§ Selected passage:
╔══

The administration of treatments lasted four weeks, after one week of acclimatization. The experimental groups were divided into four groups of 10 rodents each: control (−) (normodiet without damage inducer DSS 1.5%), control (+) (normodiet with damage inducer DSS 1.5%), probiotics (probiotics/damage inducer DSS 1.5%), and quince synbiotic (quince/probiotics/damage inducer DSS 1.5%). The probiotics were administered daily via gavage, in a volume of 0.200 mL and freeze-dried, and ground quince was administered in the cages at a dose of 2 g/animal/day. The total concentrations of probiotics and prebiotics are described in Table 1.
Body weight, food consumption, and water consumption were determined daily. During the third week, mice were trained to swim for 5 min (water temperature 30–32 °C) by administering doses of 1.5% dextran sulfate sodium (DSS) in the drinking water, allowing the animals to drink ad libitum at the same time as food and quince consumption. At the end of this week, the DSS was removed, and DSS-free water was again administered ad libitum. In the fourth week, the mice were subjected to 5 days of intensive swimming to exhaustion, with 5% of body weight added to the tail of each mouse. Swimming time was recorded daily on an individual basis in all groups to determine exercise capacity. On the fifth day of exercise, the mice swam until exhaustion, were euthanized using sodium pentobarbital as the anesthetic, and their heart punctured for subsequent collecting of organs, which were stored at −80 °C until analysis (Figure 1). The percentage of exercise capacity increase was determined by considering the initial and final exhaustion times.

2.8. Preparation of Organs for Histology and Immunohistochemistry

Segments of 1 cm of ileum and ascending colon were fixed in 10% formaldehyde. Gastrocnemius muscle was fixed in absolute ethanol. The tissues were then dehydrated (water, 70% ethanol, 90% ethanol, 96% ethanol, 100% ethanol, xylol) (Histokinette STP 129 Thermo Scientific), embedded in paraffin and sectioned at 4 µm (Leica RM 2145 microtome). The intestine and colon sections were placed on unloaded slides for histology (AmScope BS-50P-100S-22) and the muscles were placed on loaded slides for immunohistochemistry (Kling on HIER Slides, SFH1103A, BioCare Medical).

╚══

§ What is needed:
Reproduce the passage on the mouse study procedures verbatim between "The administration of" and "in Table 1.", inclusive.

(Referring expression data)
╔══

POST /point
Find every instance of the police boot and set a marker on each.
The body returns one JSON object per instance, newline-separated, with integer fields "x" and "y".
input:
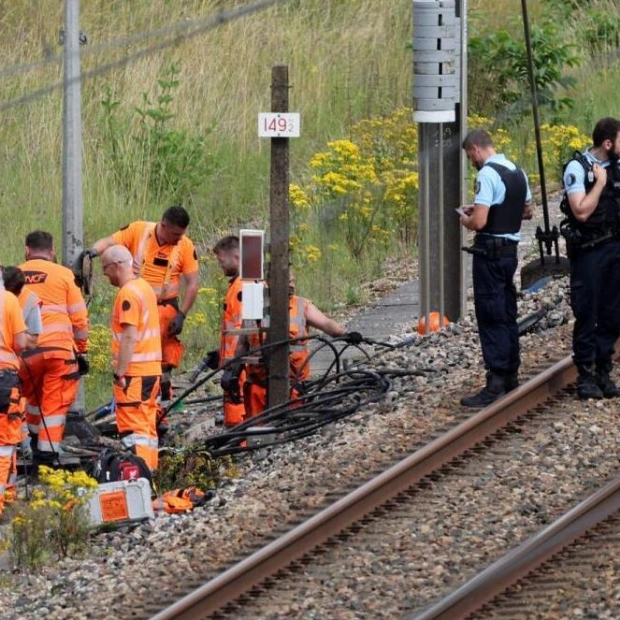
{"x": 494, "y": 389}
{"x": 605, "y": 382}
{"x": 511, "y": 381}
{"x": 587, "y": 385}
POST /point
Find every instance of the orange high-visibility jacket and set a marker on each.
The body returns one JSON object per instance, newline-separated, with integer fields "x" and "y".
{"x": 160, "y": 265}
{"x": 63, "y": 310}
{"x": 299, "y": 369}
{"x": 31, "y": 311}
{"x": 11, "y": 324}
{"x": 231, "y": 320}
{"x": 136, "y": 305}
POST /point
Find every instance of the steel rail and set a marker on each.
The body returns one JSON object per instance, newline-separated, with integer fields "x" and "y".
{"x": 267, "y": 561}
{"x": 522, "y": 560}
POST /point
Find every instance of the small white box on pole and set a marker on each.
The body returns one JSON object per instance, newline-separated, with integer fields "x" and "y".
{"x": 279, "y": 125}
{"x": 252, "y": 300}
{"x": 251, "y": 254}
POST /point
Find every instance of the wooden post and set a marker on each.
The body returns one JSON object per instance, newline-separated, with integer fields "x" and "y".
{"x": 279, "y": 242}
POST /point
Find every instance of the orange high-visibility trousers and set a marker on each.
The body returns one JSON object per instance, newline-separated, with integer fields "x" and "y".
{"x": 254, "y": 399}
{"x": 136, "y": 415}
{"x": 234, "y": 413}
{"x": 10, "y": 431}
{"x": 50, "y": 381}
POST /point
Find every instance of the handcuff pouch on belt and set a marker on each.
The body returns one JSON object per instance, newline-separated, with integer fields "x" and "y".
{"x": 492, "y": 247}
{"x": 576, "y": 240}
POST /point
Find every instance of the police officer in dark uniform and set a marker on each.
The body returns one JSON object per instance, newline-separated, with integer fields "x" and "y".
{"x": 592, "y": 232}
{"x": 502, "y": 199}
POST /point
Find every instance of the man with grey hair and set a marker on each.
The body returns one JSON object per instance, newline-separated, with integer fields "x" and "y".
{"x": 136, "y": 355}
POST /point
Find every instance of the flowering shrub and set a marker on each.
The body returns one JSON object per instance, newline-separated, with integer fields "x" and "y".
{"x": 55, "y": 523}
{"x": 366, "y": 187}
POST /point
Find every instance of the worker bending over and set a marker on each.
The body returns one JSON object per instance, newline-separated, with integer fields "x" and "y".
{"x": 226, "y": 251}
{"x": 163, "y": 256}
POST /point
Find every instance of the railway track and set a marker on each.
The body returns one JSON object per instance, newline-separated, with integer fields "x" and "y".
{"x": 519, "y": 583}
{"x": 274, "y": 571}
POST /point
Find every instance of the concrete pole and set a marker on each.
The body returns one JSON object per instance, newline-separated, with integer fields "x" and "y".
{"x": 279, "y": 248}
{"x": 72, "y": 202}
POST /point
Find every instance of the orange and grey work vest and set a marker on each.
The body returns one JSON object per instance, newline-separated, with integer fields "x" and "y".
{"x": 299, "y": 369}
{"x": 231, "y": 320}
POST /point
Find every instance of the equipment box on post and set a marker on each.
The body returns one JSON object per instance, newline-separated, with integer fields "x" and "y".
{"x": 122, "y": 501}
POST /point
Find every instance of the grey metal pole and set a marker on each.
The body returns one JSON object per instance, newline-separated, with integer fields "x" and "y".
{"x": 72, "y": 202}
{"x": 437, "y": 84}
{"x": 462, "y": 112}
{"x": 72, "y": 206}
{"x": 278, "y": 391}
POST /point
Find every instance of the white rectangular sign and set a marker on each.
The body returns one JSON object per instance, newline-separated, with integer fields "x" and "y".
{"x": 279, "y": 125}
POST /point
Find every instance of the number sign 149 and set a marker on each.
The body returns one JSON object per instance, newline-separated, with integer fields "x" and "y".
{"x": 278, "y": 125}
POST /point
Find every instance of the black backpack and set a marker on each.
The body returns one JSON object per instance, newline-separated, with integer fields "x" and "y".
{"x": 113, "y": 465}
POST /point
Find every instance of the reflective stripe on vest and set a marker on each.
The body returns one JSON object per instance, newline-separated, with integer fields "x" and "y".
{"x": 143, "y": 336}
{"x": 139, "y": 261}
{"x": 6, "y": 349}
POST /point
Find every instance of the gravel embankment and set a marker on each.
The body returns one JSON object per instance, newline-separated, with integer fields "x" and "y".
{"x": 122, "y": 571}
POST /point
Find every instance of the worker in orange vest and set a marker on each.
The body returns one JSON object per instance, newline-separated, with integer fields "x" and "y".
{"x": 226, "y": 251}
{"x": 12, "y": 341}
{"x": 303, "y": 314}
{"x": 165, "y": 257}
{"x": 136, "y": 355}
{"x": 50, "y": 372}
{"x": 30, "y": 304}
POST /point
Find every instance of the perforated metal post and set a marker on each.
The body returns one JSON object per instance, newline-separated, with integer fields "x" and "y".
{"x": 438, "y": 96}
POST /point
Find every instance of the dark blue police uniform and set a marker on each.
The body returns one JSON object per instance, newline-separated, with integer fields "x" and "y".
{"x": 594, "y": 253}
{"x": 502, "y": 187}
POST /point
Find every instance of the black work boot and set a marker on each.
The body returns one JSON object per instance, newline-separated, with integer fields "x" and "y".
{"x": 605, "y": 382}
{"x": 78, "y": 426}
{"x": 511, "y": 381}
{"x": 587, "y": 384}
{"x": 494, "y": 389}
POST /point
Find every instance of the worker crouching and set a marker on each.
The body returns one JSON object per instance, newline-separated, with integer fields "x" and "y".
{"x": 303, "y": 315}
{"x": 136, "y": 354}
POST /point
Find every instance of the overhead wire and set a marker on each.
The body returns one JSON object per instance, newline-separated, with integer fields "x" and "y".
{"x": 182, "y": 32}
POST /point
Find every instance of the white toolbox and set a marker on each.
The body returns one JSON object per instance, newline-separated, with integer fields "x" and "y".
{"x": 122, "y": 501}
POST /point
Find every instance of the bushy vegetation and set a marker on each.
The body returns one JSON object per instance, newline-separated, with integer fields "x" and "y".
{"x": 54, "y": 523}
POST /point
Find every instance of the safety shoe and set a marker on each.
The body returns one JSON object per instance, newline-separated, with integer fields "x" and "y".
{"x": 511, "y": 381}
{"x": 587, "y": 387}
{"x": 493, "y": 390}
{"x": 606, "y": 385}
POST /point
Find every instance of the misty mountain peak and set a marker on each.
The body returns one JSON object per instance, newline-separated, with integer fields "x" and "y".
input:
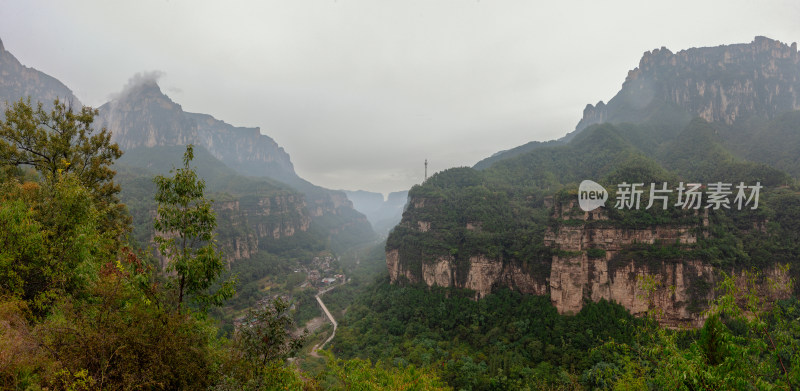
{"x": 726, "y": 83}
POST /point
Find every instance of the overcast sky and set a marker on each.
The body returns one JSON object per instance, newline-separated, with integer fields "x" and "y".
{"x": 360, "y": 93}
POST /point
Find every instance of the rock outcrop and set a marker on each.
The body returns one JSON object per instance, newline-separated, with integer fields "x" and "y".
{"x": 678, "y": 289}
{"x": 720, "y": 84}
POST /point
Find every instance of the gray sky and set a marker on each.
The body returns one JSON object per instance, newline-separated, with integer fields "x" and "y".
{"x": 359, "y": 93}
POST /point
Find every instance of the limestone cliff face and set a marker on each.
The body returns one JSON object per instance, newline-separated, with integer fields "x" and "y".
{"x": 724, "y": 83}
{"x": 679, "y": 289}
{"x": 243, "y": 224}
{"x": 142, "y": 116}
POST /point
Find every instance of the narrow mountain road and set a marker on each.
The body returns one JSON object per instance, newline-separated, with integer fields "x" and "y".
{"x": 328, "y": 314}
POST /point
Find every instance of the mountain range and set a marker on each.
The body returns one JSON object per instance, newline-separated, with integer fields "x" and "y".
{"x": 263, "y": 205}
{"x": 725, "y": 114}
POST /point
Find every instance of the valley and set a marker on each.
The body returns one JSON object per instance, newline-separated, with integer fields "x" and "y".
{"x": 123, "y": 265}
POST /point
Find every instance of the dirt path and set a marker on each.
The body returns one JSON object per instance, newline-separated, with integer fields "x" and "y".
{"x": 330, "y": 317}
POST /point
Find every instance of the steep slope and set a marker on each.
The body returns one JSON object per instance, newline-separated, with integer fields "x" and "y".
{"x": 517, "y": 224}
{"x": 740, "y": 86}
{"x": 725, "y": 84}
{"x": 143, "y": 117}
{"x": 253, "y": 214}
{"x": 18, "y": 81}
{"x": 383, "y": 215}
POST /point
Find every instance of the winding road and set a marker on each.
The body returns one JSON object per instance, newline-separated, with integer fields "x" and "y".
{"x": 328, "y": 314}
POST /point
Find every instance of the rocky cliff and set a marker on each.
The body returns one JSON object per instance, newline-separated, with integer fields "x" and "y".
{"x": 720, "y": 84}
{"x": 142, "y": 117}
{"x": 18, "y": 81}
{"x": 247, "y": 223}
{"x": 590, "y": 261}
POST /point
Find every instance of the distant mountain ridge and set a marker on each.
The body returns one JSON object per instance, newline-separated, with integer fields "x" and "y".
{"x": 727, "y": 114}
{"x": 263, "y": 201}
{"x": 727, "y": 84}
{"x": 382, "y": 214}
{"x": 18, "y": 81}
{"x": 143, "y": 116}
{"x": 724, "y": 84}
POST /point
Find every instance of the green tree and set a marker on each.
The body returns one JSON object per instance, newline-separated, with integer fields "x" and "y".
{"x": 63, "y": 141}
{"x": 265, "y": 334}
{"x": 185, "y": 225}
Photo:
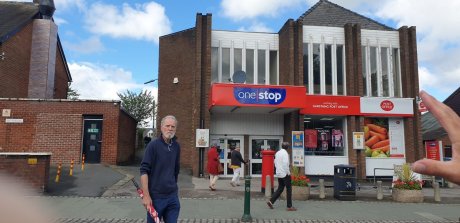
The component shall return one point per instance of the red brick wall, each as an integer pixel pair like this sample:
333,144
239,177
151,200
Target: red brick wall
35,175
14,69
56,126
126,138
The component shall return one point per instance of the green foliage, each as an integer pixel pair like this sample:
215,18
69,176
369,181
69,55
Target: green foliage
139,105
407,179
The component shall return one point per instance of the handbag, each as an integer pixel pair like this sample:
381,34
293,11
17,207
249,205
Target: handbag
220,168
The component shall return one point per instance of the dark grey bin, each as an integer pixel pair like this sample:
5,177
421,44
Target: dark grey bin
345,182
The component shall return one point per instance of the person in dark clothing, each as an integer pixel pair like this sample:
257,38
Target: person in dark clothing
236,161
159,172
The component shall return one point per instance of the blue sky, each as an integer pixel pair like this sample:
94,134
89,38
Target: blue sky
112,45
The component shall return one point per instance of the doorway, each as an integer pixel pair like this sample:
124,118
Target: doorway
256,146
225,144
92,139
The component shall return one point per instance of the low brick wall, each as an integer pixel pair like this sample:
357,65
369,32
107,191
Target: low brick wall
32,168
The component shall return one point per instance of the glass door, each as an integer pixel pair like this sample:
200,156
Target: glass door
258,144
226,144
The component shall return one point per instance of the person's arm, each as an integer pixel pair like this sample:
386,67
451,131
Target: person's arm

╚══

§ Solution to this task:
The administration of treatments lasted four weeks, after one week of acclimatization. The experimental groups were divided into four groups of 10 rodents each: control (−) (normodiet without damage inducer DSS 1.5%), control (+) (normodiet with damage inducer DSS 1.5%), probiotics (probiotics/damage inducer DSS 1.5%), and quince synbiotic (quince/probiotics/damage inducer DSS 1.5%). The probiotics were administered daily via gavage, in a volume of 0.200 mL and freeze-dried, and ground quince was administered in the cages at a dose of 2 g/animal/day. The total concentrations of probiotics and prebiotics are described in Table 1.